Write the next part of the passage on disaster risk assessment, picking up after its final sentence.
BEGIN Document passage
Enhanced assessment of disaster risks, adaptive capabilities and scenario building based on available historical data and projections

The assessment of disaster risks requires different types of actions ranging from soft measures to technologies. Simulation-based risk and impact assessments represent an effective approach to make science understandable to decision makers and streamline national to local mitigation/adaptation actions. This is especially the case if they are integrated with evaluation tools for cost-benefit/effectiveness and multi-criteria analyses, data-farming experiments, serious games, and are tailored to meet end-user’s needs, to assess the effectiveness of alternative options in different phases of the Disaster Risk Management cycle.

Specific risk assessments should be decision- or demand-driven and informed by scientific evidence, and there is a clear need to translate the results to ensure they are relevant, usable, legitimate and credible from the perspectives of the users. Co-design, co-development, co-dissemination and co-evaluation engaging the intended end users represent in this sense key features of improved risk, resilience and impact assessments.

In a first place, the acquisition of data is an essential feature and this requires innovative solutions for faster risk assessment and reduction. This includes the identification of precursors for different types of threats, supporting the design or improvement of risk-targeted monitoring programmes. In addition, risk assessments themselves are primarily designed to predict the likelihood of a specific event, whereas what is of primary concern is the impact of that event on society, infrastructure, governance, etc. Numerous experiences gathered in the natural hazards area showed that an enhanced assessment of risks and scenario building may be improved by taking into account reliable data (both quantitative and qualitative) and historical occurrences, when available, including disaster loss data (studies of past events in particular low-probability / long-time recurrence events). This includes for example a higher completeness of the historical-geological records of volcanic eruptions, major earthquakes, tsunamis etc.
END Document passage
BEGIN Source material
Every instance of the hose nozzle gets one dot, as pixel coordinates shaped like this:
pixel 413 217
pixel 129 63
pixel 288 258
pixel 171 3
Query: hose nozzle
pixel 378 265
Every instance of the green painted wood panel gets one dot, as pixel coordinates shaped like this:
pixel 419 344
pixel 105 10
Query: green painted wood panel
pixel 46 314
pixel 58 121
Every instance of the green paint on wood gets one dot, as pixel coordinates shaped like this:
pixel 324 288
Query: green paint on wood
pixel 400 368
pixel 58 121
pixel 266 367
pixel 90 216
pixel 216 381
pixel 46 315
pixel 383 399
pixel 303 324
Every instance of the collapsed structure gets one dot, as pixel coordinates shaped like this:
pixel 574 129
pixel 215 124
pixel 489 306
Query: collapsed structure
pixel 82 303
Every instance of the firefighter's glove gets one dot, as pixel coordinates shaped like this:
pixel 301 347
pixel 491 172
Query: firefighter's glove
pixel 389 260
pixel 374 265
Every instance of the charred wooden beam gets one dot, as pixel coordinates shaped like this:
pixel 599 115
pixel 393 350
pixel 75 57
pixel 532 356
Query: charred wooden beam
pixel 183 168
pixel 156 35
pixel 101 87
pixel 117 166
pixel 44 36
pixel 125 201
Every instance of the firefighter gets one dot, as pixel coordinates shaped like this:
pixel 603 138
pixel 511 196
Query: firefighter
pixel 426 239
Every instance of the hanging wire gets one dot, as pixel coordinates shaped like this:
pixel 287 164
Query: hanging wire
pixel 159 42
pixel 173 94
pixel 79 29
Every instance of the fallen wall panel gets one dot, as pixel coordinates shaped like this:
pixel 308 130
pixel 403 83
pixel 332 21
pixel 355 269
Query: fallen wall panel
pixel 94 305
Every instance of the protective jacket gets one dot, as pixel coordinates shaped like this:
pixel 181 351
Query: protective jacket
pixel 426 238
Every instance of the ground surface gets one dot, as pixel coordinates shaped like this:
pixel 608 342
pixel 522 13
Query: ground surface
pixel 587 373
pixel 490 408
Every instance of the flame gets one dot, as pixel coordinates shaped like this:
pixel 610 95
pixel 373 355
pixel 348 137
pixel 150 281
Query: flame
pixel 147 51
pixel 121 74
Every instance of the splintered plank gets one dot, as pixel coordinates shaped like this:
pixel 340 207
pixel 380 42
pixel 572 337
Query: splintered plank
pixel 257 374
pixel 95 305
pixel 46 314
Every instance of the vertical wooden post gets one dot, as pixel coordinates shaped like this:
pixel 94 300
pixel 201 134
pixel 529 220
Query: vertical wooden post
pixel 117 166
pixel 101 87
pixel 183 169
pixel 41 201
END Source material
BEGIN Source material
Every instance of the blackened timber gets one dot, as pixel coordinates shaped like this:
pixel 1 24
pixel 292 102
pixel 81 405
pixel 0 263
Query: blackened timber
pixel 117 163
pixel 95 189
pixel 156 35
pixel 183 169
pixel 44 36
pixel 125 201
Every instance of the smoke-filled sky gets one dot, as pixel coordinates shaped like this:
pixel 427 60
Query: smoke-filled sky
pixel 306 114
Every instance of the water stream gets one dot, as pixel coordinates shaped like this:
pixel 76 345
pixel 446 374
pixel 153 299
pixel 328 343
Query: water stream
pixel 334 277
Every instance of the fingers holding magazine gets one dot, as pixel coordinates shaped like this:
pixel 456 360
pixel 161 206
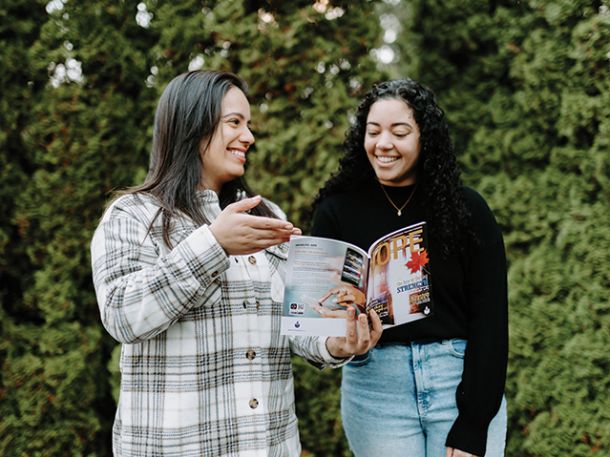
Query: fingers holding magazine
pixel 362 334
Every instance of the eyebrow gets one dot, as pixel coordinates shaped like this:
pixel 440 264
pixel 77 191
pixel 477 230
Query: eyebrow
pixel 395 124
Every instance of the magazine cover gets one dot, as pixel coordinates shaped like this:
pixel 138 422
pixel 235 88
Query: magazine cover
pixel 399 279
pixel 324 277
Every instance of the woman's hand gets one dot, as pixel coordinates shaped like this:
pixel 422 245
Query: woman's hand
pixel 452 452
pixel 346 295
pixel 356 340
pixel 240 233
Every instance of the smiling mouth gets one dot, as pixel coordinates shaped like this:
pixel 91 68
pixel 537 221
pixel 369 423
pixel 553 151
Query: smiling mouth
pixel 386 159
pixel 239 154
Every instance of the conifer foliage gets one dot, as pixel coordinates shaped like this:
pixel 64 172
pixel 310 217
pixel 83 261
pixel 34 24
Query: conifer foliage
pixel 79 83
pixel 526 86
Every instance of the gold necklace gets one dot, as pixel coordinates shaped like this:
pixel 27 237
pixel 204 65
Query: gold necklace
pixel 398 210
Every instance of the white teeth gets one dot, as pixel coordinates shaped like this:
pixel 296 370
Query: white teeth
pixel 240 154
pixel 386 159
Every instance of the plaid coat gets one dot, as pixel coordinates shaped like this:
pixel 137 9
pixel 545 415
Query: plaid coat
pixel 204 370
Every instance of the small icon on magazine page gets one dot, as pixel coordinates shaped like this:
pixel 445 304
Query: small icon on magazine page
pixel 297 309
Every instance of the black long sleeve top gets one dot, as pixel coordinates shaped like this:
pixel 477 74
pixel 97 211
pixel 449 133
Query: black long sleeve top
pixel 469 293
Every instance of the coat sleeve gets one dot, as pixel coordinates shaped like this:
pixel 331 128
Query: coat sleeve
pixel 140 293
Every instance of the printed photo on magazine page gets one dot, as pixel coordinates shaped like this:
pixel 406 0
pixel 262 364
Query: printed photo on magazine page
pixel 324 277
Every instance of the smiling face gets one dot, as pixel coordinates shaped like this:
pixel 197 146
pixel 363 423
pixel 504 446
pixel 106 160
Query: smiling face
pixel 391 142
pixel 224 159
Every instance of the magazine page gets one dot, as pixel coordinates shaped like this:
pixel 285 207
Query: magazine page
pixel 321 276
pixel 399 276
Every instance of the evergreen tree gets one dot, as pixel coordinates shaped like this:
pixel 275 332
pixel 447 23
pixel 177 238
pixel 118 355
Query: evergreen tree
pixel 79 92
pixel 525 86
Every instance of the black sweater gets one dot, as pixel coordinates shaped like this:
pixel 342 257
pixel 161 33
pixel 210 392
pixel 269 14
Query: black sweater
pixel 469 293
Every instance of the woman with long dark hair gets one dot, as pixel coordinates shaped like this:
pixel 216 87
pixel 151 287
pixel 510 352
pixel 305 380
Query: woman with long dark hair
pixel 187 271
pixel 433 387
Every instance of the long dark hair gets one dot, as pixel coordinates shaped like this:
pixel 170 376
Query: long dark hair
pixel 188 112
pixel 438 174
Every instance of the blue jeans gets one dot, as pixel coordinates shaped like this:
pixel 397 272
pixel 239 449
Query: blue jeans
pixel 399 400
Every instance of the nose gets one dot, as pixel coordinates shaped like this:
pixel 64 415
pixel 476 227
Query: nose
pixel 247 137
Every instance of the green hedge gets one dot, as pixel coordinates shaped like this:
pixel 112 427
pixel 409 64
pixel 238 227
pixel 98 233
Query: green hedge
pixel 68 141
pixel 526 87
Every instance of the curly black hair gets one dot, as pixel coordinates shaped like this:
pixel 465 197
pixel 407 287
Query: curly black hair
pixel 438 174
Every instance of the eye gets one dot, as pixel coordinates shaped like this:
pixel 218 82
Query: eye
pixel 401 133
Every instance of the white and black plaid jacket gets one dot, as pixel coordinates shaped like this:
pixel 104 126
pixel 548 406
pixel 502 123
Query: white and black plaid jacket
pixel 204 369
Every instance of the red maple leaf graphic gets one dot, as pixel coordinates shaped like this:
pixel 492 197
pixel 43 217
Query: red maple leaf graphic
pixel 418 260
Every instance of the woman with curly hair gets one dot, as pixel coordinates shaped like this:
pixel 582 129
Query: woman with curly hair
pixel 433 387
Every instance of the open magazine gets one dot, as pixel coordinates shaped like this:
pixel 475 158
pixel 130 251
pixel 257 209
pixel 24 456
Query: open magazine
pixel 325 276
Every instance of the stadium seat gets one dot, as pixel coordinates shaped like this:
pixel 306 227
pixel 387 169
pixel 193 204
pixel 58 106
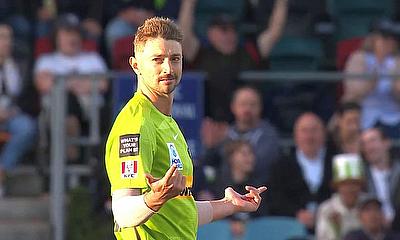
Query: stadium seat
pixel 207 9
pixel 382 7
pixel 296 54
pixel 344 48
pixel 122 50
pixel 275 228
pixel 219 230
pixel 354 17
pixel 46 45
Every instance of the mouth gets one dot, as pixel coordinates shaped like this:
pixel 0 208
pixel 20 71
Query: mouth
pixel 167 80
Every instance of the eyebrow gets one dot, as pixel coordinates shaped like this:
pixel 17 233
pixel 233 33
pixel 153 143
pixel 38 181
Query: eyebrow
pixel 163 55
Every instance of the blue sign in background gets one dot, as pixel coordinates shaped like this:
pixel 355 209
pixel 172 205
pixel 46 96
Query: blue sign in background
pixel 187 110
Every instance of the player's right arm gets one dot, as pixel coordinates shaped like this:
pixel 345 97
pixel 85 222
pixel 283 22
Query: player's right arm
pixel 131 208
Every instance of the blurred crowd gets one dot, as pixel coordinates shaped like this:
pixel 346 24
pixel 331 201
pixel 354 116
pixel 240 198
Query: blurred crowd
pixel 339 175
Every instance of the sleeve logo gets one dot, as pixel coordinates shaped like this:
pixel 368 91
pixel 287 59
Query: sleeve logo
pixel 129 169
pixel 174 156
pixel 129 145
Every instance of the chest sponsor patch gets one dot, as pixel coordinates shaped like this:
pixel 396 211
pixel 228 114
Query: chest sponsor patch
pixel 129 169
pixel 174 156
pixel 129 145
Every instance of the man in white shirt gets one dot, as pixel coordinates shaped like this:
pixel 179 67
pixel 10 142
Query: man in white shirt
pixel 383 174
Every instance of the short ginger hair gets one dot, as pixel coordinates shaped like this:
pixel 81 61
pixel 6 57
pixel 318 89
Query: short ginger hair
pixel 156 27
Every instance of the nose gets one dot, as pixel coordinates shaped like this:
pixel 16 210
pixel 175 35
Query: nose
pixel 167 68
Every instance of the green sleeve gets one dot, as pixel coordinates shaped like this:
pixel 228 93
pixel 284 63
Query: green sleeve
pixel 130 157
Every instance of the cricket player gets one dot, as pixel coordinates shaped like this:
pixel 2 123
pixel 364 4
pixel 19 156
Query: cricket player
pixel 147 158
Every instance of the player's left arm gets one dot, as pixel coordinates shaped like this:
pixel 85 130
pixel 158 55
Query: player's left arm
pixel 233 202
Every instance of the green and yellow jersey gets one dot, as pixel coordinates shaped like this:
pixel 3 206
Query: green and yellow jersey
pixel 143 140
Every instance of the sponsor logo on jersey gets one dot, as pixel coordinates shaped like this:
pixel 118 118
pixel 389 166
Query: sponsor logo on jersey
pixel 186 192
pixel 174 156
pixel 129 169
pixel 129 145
END Source material
BEGIN Source material
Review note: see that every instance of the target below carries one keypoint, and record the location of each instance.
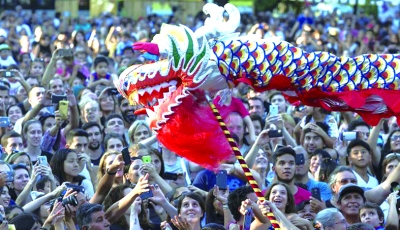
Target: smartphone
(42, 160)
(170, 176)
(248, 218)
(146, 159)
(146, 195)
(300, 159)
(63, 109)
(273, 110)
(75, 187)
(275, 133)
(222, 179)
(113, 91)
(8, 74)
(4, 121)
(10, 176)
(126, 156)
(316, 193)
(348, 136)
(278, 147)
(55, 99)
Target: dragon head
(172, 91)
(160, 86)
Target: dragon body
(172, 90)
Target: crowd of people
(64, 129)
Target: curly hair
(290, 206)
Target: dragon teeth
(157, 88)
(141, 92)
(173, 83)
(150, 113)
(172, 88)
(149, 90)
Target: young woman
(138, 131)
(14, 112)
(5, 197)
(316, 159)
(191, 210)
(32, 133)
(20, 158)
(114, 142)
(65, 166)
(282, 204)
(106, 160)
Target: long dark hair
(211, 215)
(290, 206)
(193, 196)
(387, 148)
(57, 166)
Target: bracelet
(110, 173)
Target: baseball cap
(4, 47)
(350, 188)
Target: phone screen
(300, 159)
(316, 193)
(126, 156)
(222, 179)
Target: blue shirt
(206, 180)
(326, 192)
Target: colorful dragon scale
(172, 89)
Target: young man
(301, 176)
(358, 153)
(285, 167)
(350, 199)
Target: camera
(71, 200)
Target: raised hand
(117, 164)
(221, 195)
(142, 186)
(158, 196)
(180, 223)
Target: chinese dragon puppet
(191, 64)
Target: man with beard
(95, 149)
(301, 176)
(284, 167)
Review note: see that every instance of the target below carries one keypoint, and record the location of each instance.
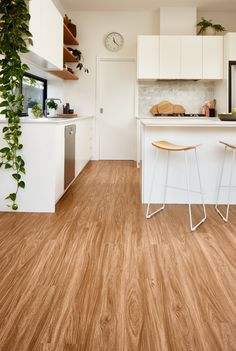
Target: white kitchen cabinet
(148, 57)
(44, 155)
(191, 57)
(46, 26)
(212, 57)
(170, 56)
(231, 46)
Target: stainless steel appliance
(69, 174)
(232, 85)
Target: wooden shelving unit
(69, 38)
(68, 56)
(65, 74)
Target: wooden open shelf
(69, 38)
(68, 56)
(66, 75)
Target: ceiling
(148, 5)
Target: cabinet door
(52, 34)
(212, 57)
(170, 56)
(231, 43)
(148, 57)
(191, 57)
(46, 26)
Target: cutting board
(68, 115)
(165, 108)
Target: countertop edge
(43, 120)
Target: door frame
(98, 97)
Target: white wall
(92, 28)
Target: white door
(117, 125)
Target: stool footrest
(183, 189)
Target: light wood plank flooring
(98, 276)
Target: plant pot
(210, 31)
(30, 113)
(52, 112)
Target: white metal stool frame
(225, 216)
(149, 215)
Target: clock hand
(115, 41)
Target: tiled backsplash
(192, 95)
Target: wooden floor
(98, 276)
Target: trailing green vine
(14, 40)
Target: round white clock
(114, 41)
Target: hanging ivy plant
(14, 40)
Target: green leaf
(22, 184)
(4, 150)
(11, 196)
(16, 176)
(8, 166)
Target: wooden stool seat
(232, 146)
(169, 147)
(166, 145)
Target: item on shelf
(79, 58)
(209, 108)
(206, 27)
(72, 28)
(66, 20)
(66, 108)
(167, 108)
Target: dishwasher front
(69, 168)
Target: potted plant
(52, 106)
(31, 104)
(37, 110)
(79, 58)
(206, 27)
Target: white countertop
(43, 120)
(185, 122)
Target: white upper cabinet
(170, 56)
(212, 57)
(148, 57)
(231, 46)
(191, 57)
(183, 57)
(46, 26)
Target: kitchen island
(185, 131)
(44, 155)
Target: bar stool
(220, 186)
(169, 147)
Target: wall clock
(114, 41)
END Source material
→ **Output for this task**
In the case of extreme climate events such as storms and related storm surges, or health crises (outbreaks, pandemics) the analysis should draw on the outputs of state-of-the-art climate projections, including by taking into account the uncertainties brought on by climate change and our state of knowledge of the key processes underpinning the functioning of the Earth system.In cases where there are not be enough historical data and a high level of uncertainty, assessments and decision making will have to rely on qualitative data.

The action should take into account disaster loss databases and risk data repositories in Member States and relevant hubs. This topic requires the effective contribution of SSH disciplines and the involvement of SSH experts, institutions as well as the inclusion of relevant SSH expertise, in order to produce meaningful and significant effects enhancing the societal impact of the related research activities. In order to achieve the expected outcomes, international cooperation is encouraged.

Where possible and relevant, synergy-building and clustering initiatives with successful proposals in the same area should be considered, including the organisation of international conferences in close coordination with the Community for European Research and Innovation for Security (CERIS) activities and/or other international events.